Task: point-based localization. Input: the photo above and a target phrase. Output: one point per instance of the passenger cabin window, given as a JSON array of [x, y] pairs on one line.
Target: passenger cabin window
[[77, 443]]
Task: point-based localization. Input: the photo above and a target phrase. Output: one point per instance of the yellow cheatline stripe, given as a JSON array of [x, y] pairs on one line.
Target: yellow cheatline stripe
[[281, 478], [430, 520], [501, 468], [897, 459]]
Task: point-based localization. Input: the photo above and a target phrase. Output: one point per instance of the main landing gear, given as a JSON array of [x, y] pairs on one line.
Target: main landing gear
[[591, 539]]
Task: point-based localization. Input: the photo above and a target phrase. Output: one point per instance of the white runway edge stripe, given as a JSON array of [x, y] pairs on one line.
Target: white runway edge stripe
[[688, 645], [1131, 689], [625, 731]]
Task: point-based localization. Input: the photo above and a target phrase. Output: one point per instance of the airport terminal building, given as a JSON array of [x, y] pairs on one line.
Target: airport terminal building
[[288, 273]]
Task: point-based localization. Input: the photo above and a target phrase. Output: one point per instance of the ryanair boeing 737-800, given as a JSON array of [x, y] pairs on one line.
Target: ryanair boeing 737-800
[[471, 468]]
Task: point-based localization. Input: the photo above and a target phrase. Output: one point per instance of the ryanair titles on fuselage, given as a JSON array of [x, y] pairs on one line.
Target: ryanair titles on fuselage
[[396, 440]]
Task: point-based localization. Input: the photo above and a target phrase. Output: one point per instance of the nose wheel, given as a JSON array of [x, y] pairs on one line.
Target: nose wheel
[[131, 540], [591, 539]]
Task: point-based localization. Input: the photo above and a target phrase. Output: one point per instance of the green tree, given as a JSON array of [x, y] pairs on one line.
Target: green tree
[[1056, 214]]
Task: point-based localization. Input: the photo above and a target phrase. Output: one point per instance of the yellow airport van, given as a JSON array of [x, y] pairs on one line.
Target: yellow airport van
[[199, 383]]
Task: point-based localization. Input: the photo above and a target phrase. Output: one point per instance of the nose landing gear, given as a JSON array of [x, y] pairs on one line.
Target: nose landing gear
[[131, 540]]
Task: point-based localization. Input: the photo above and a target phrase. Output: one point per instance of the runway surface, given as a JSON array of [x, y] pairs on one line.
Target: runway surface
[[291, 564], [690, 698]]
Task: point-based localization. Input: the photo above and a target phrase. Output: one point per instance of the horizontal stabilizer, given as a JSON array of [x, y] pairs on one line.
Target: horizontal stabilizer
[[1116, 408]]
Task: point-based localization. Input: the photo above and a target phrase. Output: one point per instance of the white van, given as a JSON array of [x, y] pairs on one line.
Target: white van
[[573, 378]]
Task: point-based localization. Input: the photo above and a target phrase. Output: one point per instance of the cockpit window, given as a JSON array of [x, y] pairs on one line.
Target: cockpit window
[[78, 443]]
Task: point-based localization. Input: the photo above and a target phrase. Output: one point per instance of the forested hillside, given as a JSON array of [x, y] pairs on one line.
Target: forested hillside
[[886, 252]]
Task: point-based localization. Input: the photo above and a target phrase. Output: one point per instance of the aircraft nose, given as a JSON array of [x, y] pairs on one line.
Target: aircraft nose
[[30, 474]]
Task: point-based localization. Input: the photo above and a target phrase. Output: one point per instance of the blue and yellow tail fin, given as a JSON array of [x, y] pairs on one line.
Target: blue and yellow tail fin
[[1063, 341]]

===============

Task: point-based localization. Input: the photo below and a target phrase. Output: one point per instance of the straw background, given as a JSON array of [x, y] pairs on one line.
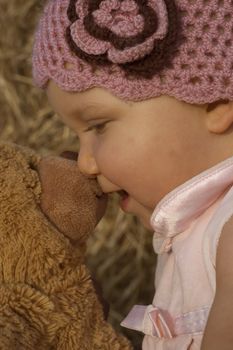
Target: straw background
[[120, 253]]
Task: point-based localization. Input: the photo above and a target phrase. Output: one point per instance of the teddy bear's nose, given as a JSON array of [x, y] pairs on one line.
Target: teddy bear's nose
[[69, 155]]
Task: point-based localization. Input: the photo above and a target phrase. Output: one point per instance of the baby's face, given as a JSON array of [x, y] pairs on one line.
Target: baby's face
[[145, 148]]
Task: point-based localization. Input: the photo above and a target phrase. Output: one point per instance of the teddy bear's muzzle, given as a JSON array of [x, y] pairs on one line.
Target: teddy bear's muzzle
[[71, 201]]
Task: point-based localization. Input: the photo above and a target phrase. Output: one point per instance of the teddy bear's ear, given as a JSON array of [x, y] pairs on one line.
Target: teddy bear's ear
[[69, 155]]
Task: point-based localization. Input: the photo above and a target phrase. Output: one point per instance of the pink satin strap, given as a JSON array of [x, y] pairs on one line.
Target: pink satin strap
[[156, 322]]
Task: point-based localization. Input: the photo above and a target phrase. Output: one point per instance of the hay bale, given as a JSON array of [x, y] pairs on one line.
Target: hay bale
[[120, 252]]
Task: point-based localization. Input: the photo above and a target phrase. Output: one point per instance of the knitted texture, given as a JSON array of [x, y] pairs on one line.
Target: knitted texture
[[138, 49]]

===============

● **WHAT TO PRODUCE**
Copy the listing from the line containing "the white runway" down to the line containing "[[1116, 408]]", both lines included and the requests kept unchanged. Multiply every coordinate in the answer points by 1.05 and round it to a whole number, rounding halves up.

● **RESULT OF THE TASK**
Task: point-based localization. Input: the photo above and a target phrase. Output: one point per instance of the white runway edge stripe, given as a JSON array of [x, y] pairs on one line.
Target: white runway edge stripe
[[722, 677], [1188, 723], [656, 768]]
Task: point-based localization. Input: the photo above and a target phrase. Output: one point per instance of the airport terminal building, given as a JSON array of [x, y] pairs on one line.
Target: airport terminal building
[[302, 287]]
Task: point-based localization. Input: the photo above and a target phrase. Output: one point per instance of the ryanair boeing 737-800, given as a JSON array of [x, y] pairs on one line.
Target: ryanair boeing 737-800
[[495, 491]]
Task: point-based localization. Input: the photo above and a target phrase. Output: one point per instance of the ryanair titles on fuselage, given as a JSON array of [x, y] pairs on one line.
Target: ryanair titles on fuselage
[[416, 462]]
Task: point-based localization. Input: the photo above and a target phrase. Output: one point per instance of the nose wheel, given as a JSON array of [x, y] pairs on one line.
Target: nose wheel
[[138, 567], [621, 566]]
Task: point-based localization. Input: the photo above and a target phrase. Output: one point per instance of the green tree, given as a JSON array of [x, y] pairs on one line.
Target: green tree
[[1109, 225]]
Task: point-based localization. Input: the photo above and a target phrase. Output: one point per instance of the yellow airport van, given as a JSON array of [x, y] pairs on one line.
Target: yellow airport van
[[209, 402]]
Task: point-based localization. Input: the photo above and a target phrase. Output: one point per instance of the nose landing gear, given as a JSON array of [x, y] pairs on one line.
Target: nose landing gear
[[138, 567]]
Task: point-based localization. Input: the photo above and a target phrase. Output: one point per instance of the runway surface, given as a JSON array of [x, y] pairs on one line.
Target: runway surface
[[306, 592], [725, 733]]
Task: point-based localization. Input: the photo above and a target phrase. Output: one point per instance of the horizontal stabilizer, given as a JSON array of [x, y] pairs on one line.
Target: horizontal stabilizer
[[1172, 428]]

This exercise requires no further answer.